任务目标
**1.** 根据关于 Argo Rollout 的摘录,回答下列问题:
(a) 启动本地 Argo Rollout Dashboard 要运行哪条命令?
(b) 给 Notification 服务定义了几个副本?
(c) 金丝雀发布的第一步把多少流量设置到新版本?
**2.** 把摘录中的这句话译成英文:“首先需要有个 Kubernetes 集群来运行 Argo Rollouts。”

文章摘录
本文中我们尝试一下 Argo Rollout 内置的策略化发布的能力。另外我们还会看看 Argo Rollout 的 Dashboard,有了 Dashboard,团队就可以脱离终端(kubectl
)进行发布了。
首先需要有个 Kubernetes 集群来运行 Argo Rollouts。可以用第二章介绍的方法部署一个 Kind 集群。
有了集群之后,就可以安装 Argo Rollout 了:
kubectl create namespace argo-rollouts
kubectl apply -n argo-rollouts -f https://github.com/argoproj/argo-rollouts/releases/latest/download/install.yaml
或者也可以阅读一下官方文档
另外还需要安装 Argo Rollout 的 kubectl
插件
插件完成安装之后,在新的终端窗口中运行命令,启动一个本地的 Argo Rollout Dashboard:
kubectl argo rollouts dashboard
这样就可以用浏览器访问 Dashboar 了。
创建一个 Argo Rollout 资源,给 Notification 服务实现金丝雀发布能力,完整声明在此。
apiVersion: argoproj.io/v1alpha1
kind: Rollout
metadata:
name: notifications-service-canary
spec:
replicas: 3
strategy:
canary:
steps:
- setWeight: 25
- pause: {}
- setWeight: 75
- pause: {duration: 10}
revisionHistoryLimit: 2
selector:
matchLabels:
app: notifications-service
template:
metadata:
labels:
app: notifications-service
spec:
containers:
- name: notifications-service
image: salaboy/notifications-service-0e27884e01429ab7e350cb5dff61b525:v1.0.0
env:
- name: KAFKA_URL
value: kafka.default.svc.cluster.local
...
ports:
- name: http
containerPort: 8080
protocol: TCP
resources:
limits:
cpu: "1"
memory: 256Mi
requests:
cpu: "0.1"
memory: 256Mi
Rollout
资源替换了 Kubernetes 的 Deployment
资源。这意味着我们需要创建一个 Kubernetes Service 和 Ingress 资源来对 Notification 服务的路由。这里我们给 Notification 服务定义了三个副本。
Rollout
中定义了两步骤组成的金丝雀发布过程:
strategy:
canary:
steps:
- setWeight: 25
- pause: {}
- setWeight: 75
- pause: {duration: 10}
首先设置 25% 的流量到新版本,然后暂停(pause
),等待团队对新版本进行测试,然后我们会手动发出信号,将 75% 流量路由给新版本,经过 10 秒钟暂停之后,100% 流量会被引入新版本。

所给材料
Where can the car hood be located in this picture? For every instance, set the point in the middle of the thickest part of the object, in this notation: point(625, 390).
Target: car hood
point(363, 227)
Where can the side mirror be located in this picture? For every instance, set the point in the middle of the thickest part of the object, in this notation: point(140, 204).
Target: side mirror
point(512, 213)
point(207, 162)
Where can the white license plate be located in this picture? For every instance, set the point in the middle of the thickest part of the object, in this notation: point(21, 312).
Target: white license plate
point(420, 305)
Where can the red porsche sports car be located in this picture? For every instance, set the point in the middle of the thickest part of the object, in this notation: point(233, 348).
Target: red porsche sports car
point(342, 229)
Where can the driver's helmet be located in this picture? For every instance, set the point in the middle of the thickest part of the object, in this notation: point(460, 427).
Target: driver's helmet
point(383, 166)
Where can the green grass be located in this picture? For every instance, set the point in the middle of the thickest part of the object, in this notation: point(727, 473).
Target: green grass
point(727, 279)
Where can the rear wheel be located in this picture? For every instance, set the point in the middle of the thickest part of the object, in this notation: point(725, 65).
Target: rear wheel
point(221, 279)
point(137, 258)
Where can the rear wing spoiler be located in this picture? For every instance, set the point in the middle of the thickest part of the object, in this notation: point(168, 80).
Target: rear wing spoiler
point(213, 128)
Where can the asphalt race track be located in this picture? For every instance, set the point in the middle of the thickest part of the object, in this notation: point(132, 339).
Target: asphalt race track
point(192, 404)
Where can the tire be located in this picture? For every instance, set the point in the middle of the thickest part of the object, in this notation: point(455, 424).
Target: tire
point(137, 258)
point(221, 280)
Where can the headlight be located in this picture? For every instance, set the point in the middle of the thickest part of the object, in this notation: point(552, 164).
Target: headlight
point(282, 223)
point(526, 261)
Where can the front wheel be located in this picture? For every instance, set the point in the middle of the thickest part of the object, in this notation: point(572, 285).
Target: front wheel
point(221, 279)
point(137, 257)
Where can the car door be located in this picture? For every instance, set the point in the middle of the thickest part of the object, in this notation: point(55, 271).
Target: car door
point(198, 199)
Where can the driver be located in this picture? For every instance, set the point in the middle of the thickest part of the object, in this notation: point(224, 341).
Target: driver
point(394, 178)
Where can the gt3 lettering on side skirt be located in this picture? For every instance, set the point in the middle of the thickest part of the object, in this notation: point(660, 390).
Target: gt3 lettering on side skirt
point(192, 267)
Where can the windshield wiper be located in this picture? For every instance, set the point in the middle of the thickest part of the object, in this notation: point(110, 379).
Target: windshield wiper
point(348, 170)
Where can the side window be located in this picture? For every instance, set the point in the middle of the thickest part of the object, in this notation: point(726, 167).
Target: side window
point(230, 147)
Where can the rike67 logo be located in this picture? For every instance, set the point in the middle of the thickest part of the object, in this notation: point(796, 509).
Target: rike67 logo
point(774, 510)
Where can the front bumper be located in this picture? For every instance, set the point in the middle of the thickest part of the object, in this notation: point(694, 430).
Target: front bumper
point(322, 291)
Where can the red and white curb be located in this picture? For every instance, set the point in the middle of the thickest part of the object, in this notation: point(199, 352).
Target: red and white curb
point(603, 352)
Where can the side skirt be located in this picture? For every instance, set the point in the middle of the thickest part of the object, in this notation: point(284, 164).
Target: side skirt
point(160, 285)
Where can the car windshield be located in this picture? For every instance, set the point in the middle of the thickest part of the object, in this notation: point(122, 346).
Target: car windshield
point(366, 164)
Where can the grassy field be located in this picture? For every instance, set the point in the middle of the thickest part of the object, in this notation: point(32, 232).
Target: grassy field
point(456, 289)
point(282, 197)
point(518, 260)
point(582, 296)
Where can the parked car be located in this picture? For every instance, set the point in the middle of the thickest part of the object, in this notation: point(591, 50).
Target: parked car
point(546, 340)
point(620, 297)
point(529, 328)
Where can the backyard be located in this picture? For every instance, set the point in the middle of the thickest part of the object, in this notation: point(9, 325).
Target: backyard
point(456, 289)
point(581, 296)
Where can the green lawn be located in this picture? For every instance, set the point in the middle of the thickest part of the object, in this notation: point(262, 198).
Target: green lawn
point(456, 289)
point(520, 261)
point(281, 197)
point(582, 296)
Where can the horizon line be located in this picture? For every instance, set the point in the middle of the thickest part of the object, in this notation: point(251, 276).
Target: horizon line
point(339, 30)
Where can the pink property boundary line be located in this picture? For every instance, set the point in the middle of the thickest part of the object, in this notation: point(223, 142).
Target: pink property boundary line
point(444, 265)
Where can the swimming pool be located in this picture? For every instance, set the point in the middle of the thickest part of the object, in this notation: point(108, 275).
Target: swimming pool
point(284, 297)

参考答案
**1.**
(a) kubectl argo rollouts dashboard
(b) 三个
(c) 25%

**2.** First, you need a Kubernetes cluster to run Argo Rollouts.